_TASK STATEMENT_. In the material below, some lines may hold the word "instance"; state how many do, giving only the number.
....
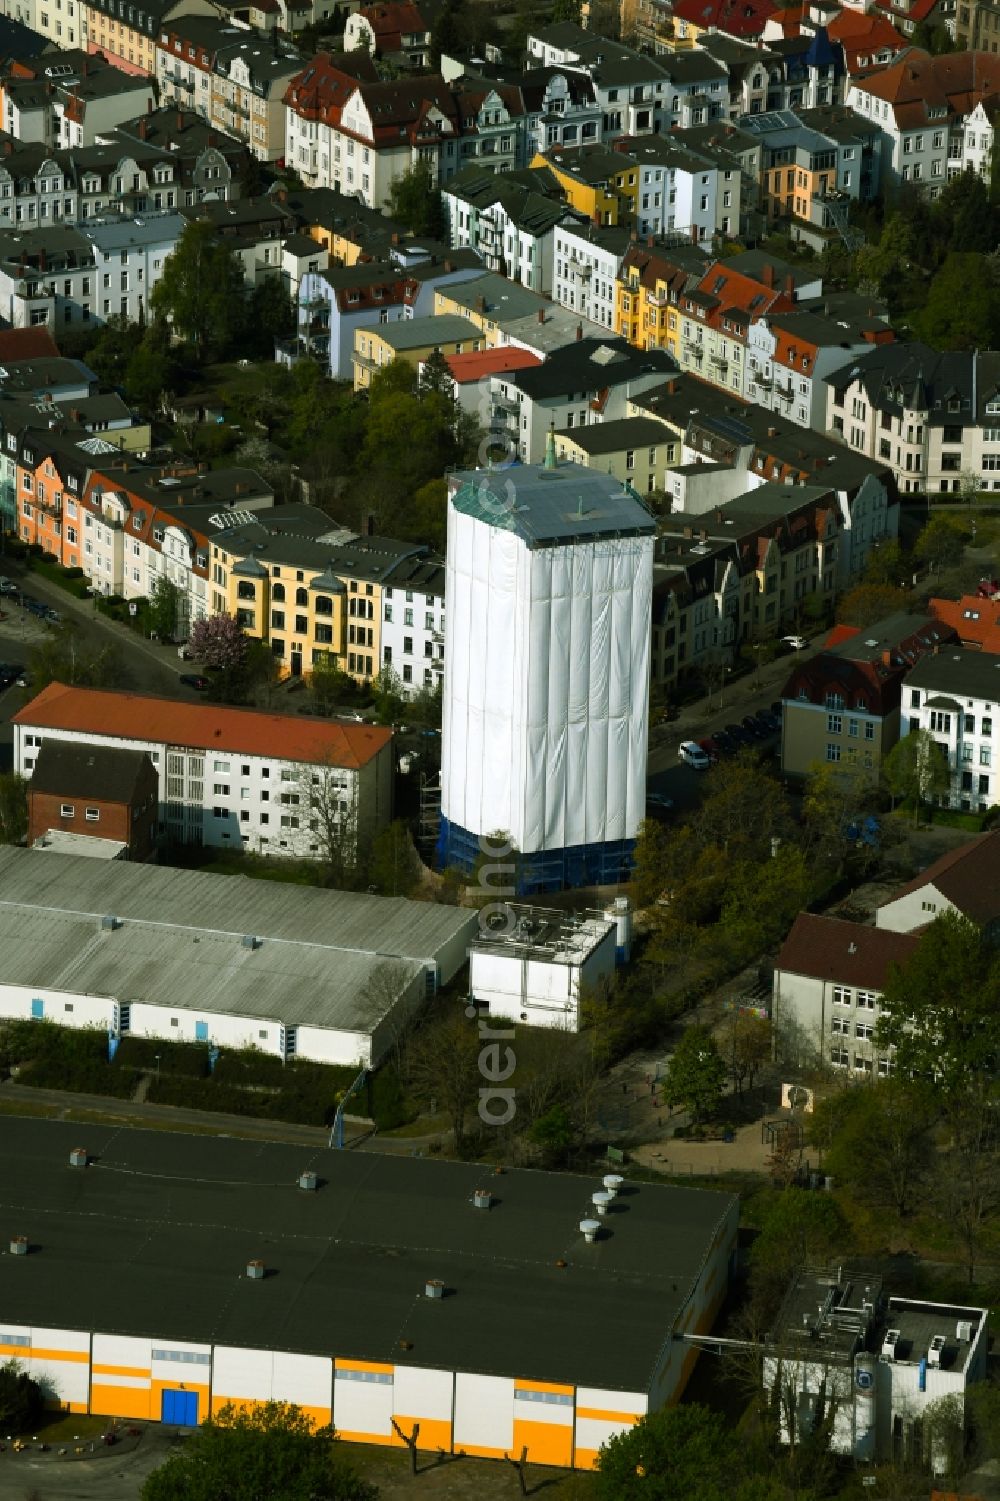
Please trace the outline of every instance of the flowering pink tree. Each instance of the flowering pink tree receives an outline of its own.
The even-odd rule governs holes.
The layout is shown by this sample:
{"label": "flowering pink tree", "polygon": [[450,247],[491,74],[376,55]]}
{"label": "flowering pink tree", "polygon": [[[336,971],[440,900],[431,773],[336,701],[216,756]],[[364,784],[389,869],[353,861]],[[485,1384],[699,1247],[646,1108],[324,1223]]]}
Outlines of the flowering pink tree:
{"label": "flowering pink tree", "polygon": [[246,661],[249,639],[232,615],[211,615],[196,620],[188,648],[199,662],[217,672],[238,669]]}

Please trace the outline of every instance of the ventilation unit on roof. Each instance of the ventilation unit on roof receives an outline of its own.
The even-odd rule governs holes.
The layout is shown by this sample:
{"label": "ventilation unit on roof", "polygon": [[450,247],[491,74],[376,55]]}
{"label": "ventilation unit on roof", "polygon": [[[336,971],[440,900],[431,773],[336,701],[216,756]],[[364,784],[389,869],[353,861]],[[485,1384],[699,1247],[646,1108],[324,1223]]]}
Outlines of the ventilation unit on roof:
{"label": "ventilation unit on roof", "polygon": [[256,933],[244,933],[240,940],[245,949],[259,949],[263,941],[262,938],[257,937]]}
{"label": "ventilation unit on roof", "polygon": [[10,1254],[12,1256],[27,1256],[28,1237],[26,1235],[12,1235],[10,1238]]}
{"label": "ventilation unit on roof", "polygon": [[121,925],[122,920],[120,917],[112,917],[109,914],[107,917],[101,918],[101,929],[105,933],[113,933],[115,929],[120,928]]}
{"label": "ventilation unit on roof", "polygon": [[581,1220],[580,1231],[588,1246],[592,1246],[601,1229],[600,1220]]}

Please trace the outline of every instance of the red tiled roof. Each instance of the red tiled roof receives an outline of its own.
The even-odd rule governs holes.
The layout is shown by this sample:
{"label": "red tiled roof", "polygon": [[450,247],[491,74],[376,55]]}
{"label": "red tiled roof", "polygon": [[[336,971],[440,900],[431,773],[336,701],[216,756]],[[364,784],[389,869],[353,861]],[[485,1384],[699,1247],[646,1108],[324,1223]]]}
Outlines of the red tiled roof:
{"label": "red tiled roof", "polygon": [[715,27],[727,36],[760,36],[775,0],[675,0],[674,16],[692,26]]}
{"label": "red tiled roof", "polygon": [[541,359],[530,349],[477,349],[467,354],[450,354],[446,357],[448,369],[465,385],[479,380],[484,375],[502,375],[505,370],[527,370],[540,365]]}
{"label": "red tiled roof", "polygon": [[781,945],[776,970],[838,985],[881,990],[891,964],[905,964],[919,939],[839,917],[800,912]]}
{"label": "red tiled roof", "polygon": [[852,636],[860,636],[861,628],[856,625],[835,625],[833,630],[823,642],[823,650],[830,651],[832,647],[839,646],[842,641],[850,641]]}
{"label": "red tiled roof", "polygon": [[392,739],[392,731],[383,725],[338,724],[299,714],[186,704],[141,693],[69,688],[64,683],[43,688],[14,716],[14,722],[43,730],[162,741],[351,770],[365,766]]}
{"label": "red tiled roof", "polygon": [[[916,7],[909,15],[920,20]],[[1000,57],[989,52],[932,57],[908,47],[895,62],[859,74],[857,87],[891,104],[898,124],[920,125],[930,118],[930,109],[965,115],[1000,94]]]}
{"label": "red tiled roof", "polygon": [[1000,600],[964,594],[961,599],[932,599],[928,608],[935,620],[957,631],[963,646],[1000,655]]}
{"label": "red tiled roof", "polygon": [[428,26],[412,0],[390,0],[389,4],[365,5],[358,12],[375,34],[375,50],[398,52],[404,36],[424,36]]}
{"label": "red tiled roof", "polygon": [[995,829],[991,834],[979,834],[967,844],[960,844],[958,849],[949,850],[882,906],[889,907],[902,896],[911,896],[915,891],[933,886],[973,922],[993,922],[1000,917],[998,870],[1000,829]]}
{"label": "red tiled roof", "polygon": [[58,354],[59,345],[47,328],[0,329],[0,360],[5,365],[18,360],[47,360]]}

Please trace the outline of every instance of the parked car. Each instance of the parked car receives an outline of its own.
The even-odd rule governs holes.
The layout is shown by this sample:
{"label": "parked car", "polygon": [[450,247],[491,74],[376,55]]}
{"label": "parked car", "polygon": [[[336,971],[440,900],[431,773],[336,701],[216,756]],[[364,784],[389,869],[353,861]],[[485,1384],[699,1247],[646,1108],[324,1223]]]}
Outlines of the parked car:
{"label": "parked car", "polygon": [[741,724],[727,724],[726,733],[732,736],[737,745],[749,745],[753,738]]}
{"label": "parked car", "polygon": [[739,749],[728,730],[716,730],[712,736],[712,740],[720,755],[731,756],[734,750]]}
{"label": "parked car", "polygon": [[757,722],[757,719],[753,714],[744,714],[743,718],[740,720],[740,723],[746,730],[747,734],[750,736],[751,740],[759,740],[764,734],[763,726]]}
{"label": "parked car", "polygon": [[13,579],[0,578],[0,594],[16,594],[17,585]]}
{"label": "parked car", "polygon": [[776,698],[774,700],[774,703],[771,705],[771,713],[774,715],[775,719],[780,720],[781,715],[782,715],[782,711],[783,711],[783,705],[782,705],[781,699],[780,698]]}
{"label": "parked car", "polygon": [[781,729],[781,720],[777,714],[772,714],[770,709],[758,710],[754,718],[762,726],[765,735],[776,735]]}
{"label": "parked car", "polygon": [[646,811],[647,811],[647,813],[669,813],[670,809],[673,806],[674,806],[674,800],[673,800],[673,798],[672,797],[664,797],[664,795],[663,795],[662,792],[647,792],[646,793]]}
{"label": "parked car", "polygon": [[31,687],[31,673],[30,672],[22,672],[22,673],[20,673],[18,675],[18,679],[17,679],[17,686],[19,688],[30,688]]}
{"label": "parked car", "polygon": [[204,677],[200,672],[182,672],[180,681],[184,684],[185,688],[196,688],[199,693],[204,693],[207,688],[211,687],[208,678]]}
{"label": "parked car", "polygon": [[695,771],[707,771],[710,765],[708,757],[695,740],[682,740],[677,747],[677,757],[685,766],[693,766]]}
{"label": "parked car", "polygon": [[53,610],[51,605],[46,605],[42,613],[42,619],[50,620],[53,625],[59,625],[62,621],[62,616],[58,610]]}
{"label": "parked car", "polygon": [[790,647],[792,651],[805,651],[809,642],[805,636],[782,636],[781,644]]}
{"label": "parked car", "polygon": [[714,765],[714,763],[719,759],[719,747],[716,745],[711,735],[706,735],[704,740],[698,741],[698,744],[701,746],[702,750],[705,752],[705,755]]}

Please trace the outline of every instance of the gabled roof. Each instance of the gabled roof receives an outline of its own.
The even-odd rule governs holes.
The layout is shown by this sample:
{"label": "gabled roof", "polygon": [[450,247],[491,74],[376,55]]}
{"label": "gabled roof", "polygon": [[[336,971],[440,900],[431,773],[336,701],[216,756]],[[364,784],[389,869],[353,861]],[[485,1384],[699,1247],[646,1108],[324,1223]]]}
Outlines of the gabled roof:
{"label": "gabled roof", "polygon": [[392,731],[381,725],[339,724],[299,714],[179,703],[141,693],[70,688],[64,683],[43,688],[14,716],[14,722],[42,730],[162,741],[351,770],[366,765],[392,739]]}
{"label": "gabled roof", "polygon": [[[914,11],[910,11],[915,16]],[[917,17],[919,19],[919,17]],[[980,101],[1000,95],[1000,57],[989,52],[950,52],[932,57],[908,47],[886,67],[860,73],[855,87],[892,106],[897,125],[964,116]]]}
{"label": "gabled roof", "polygon": [[80,745],[73,740],[44,740],[35,757],[29,794],[92,798],[131,803],[142,781],[156,770],[145,751],[111,745]]}
{"label": "gabled roof", "polygon": [[530,349],[507,346],[472,350],[468,354],[449,354],[446,363],[455,381],[464,386],[482,380],[484,375],[503,375],[507,370],[529,370],[542,362]]}
{"label": "gabled roof", "polygon": [[882,990],[890,966],[905,964],[918,942],[915,933],[893,933],[842,918],[800,912],[781,945],[775,970],[864,990]]}
{"label": "gabled roof", "polygon": [[895,892],[883,907],[890,907],[903,896],[933,886],[963,916],[973,922],[993,922],[1000,916],[1000,829],[980,834],[968,844],[949,850],[919,876]]}
{"label": "gabled roof", "polygon": [[929,600],[928,608],[935,620],[953,627],[963,646],[1000,654],[1000,600],[963,594],[961,599]]}

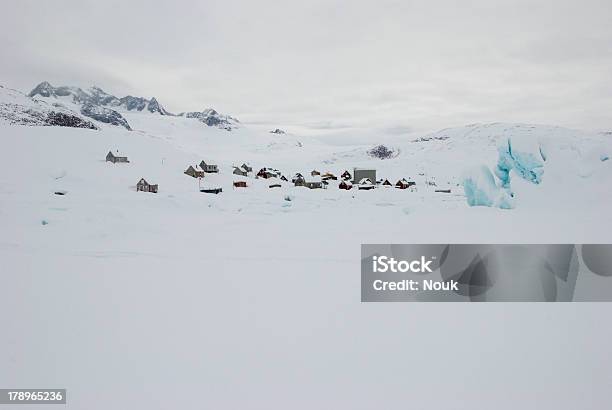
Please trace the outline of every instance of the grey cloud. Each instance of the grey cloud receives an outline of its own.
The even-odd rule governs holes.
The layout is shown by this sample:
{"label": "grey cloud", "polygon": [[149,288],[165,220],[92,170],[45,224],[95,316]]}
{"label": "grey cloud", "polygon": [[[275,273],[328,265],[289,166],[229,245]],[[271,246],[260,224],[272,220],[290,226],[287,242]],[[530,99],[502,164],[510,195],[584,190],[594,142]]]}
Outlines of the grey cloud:
{"label": "grey cloud", "polygon": [[0,82],[393,130],[612,128],[609,1],[9,2]]}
....
_SOLUTION FOR THIS TASK_. 6